Records shown
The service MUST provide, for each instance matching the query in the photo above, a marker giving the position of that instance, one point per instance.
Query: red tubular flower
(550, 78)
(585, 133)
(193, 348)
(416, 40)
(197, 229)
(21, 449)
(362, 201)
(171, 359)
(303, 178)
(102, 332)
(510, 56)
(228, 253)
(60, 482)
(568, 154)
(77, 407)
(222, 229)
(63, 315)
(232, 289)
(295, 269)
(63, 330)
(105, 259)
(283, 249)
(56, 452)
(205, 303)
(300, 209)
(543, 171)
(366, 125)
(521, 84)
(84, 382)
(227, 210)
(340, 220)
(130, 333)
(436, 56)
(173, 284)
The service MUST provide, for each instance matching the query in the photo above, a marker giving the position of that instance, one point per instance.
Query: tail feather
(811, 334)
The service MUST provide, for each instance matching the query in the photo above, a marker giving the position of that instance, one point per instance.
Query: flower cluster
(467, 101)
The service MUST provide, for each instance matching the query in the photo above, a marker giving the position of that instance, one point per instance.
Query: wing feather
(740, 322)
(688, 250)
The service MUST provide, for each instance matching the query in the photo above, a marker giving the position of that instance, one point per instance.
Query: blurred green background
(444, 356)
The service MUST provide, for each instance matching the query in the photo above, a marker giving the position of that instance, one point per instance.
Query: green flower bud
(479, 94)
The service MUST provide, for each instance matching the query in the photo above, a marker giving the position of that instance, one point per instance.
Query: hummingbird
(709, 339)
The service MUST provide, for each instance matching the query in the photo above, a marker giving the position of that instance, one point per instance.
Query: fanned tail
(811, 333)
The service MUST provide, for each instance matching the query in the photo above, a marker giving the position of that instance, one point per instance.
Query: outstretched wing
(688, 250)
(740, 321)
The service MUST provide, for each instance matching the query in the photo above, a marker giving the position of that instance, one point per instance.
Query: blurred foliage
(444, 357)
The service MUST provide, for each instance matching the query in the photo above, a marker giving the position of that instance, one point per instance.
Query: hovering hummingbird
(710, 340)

Exercise aim
Which lines in the records above contain the string "flower"? Pull out each of those lines. Uppercase and lowercase letters count as different.

Task result
Query: red tubular flower
Query: flower cluster
Query: green flower bud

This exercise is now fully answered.